Copy out each line of the data holding "item".

++++++++++++++++++++

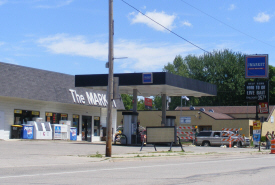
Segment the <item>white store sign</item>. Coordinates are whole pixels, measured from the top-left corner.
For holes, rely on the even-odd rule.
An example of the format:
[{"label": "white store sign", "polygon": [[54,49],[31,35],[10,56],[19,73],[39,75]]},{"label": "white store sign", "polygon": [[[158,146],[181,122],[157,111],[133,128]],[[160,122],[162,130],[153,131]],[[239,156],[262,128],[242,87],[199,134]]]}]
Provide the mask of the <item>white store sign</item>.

++++++++++++++++++++

RESPONSE BOX:
Segment the <item>white store sign</item>. Coordinates are whole pixels, measured from the top-left corner.
Provide the mask of the <item>white store sign</item>.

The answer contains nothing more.